Gianforte lost last year’s governor’s race by 4 points after spending $5 million of his own money, so the special election presents a chance for a comeback. This time around, Gianforte goes into May’s election as the favorite and likely won’t need to self-fund, thanks to the cash infusion from GOP groups.

He’s playing up his Trump bona fides to appeal to his base, a move strategists say is all he needs to claim victory. Montana Republicans have also taken a page out of the party’s playbook from earlier special elections this year and linked him to House Democratic Leader Nancy Pelosi (D-Calif.). 

“The decision we face in this race is does Montana want somebody who is going to work with Donald Trump for Montana, or somebody who is going to side with Nancy Pelosi or Bernie Sanders?” Gianforte told The Hill. 

Donald Trump Jr., a regular hunter and outdoorsman, hit the campaign trail with Gianforte on Friday at several rallies. The president has yet to weigh in, though he’s typically waited until a few days before an election to help GOP candidates with robocalls— and some tweets. 

When asked about the potential for Trump to help his campaign, Gianforte said, “there may be some announcements in the future as well.”

--- --- ---

§ WRITTEN TASKS:
1 > Decide whether each statement agrees with the passage on Gianforte's campaign, answering yes or no and quoting the words of the passage that settle it: (a) Gianforte lost last year's governor's race by 4 points. (b) Gianforte is expected to spend his own money again in this race. (c) The president has not yet stepped in to help Gianforte.
2 > According to the passage on Gianforte's campaign, how much of his own money did Gianforte spend in last year's governor's race?
These entries have no connection to the passage about the Montana campaign.

Point annotation records:
--- --- ---

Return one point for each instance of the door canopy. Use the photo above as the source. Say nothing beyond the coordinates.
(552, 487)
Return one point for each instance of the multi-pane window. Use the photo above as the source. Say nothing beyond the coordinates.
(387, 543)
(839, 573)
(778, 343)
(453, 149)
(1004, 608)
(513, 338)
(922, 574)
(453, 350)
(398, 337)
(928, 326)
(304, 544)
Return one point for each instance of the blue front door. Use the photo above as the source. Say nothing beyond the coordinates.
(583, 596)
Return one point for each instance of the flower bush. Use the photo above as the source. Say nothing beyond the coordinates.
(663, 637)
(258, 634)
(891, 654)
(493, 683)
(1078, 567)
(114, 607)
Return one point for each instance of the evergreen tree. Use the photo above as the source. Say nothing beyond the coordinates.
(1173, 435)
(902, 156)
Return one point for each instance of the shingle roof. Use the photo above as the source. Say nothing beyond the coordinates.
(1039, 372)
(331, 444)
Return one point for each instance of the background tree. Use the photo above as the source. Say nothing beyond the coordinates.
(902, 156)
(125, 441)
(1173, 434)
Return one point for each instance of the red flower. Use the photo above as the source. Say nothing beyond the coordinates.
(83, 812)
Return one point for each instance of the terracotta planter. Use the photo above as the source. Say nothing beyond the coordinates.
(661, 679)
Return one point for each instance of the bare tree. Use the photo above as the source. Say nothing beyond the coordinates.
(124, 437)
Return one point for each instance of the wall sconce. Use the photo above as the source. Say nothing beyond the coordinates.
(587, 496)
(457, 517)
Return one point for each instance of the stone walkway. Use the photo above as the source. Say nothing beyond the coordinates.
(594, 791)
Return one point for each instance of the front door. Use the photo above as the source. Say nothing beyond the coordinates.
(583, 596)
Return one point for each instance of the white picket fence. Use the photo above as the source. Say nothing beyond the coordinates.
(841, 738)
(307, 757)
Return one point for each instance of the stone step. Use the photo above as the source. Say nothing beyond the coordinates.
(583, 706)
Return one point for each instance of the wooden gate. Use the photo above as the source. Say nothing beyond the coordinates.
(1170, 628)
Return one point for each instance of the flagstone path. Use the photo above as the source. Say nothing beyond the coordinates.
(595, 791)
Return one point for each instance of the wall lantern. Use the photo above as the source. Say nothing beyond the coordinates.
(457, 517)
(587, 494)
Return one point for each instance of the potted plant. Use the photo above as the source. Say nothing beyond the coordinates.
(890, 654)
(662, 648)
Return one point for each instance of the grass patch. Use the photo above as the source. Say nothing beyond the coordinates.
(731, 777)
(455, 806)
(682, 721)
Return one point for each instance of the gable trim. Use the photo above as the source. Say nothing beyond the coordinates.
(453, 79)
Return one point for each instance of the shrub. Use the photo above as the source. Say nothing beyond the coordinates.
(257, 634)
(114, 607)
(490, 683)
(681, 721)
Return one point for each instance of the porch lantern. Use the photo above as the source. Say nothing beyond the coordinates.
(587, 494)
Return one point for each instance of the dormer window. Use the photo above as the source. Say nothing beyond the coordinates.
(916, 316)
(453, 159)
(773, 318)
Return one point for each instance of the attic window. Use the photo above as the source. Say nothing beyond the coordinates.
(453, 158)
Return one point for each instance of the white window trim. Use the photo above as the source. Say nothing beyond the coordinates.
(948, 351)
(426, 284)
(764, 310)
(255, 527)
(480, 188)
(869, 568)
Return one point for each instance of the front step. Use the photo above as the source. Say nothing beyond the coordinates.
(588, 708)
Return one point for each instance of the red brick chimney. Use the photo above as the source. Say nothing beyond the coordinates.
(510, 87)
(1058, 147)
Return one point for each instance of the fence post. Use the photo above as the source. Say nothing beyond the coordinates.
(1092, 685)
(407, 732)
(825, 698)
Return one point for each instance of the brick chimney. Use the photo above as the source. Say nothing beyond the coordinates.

--- --- ---

§ RESULTS OF THE TASKS:
1 >
(a) Yes: "Gianforte lost last year’s governor’s race by 4 points"
(b) No: "likely won’t need to self-fund"
(c) Yes: "The president has yet to weigh in"

2 > $5 million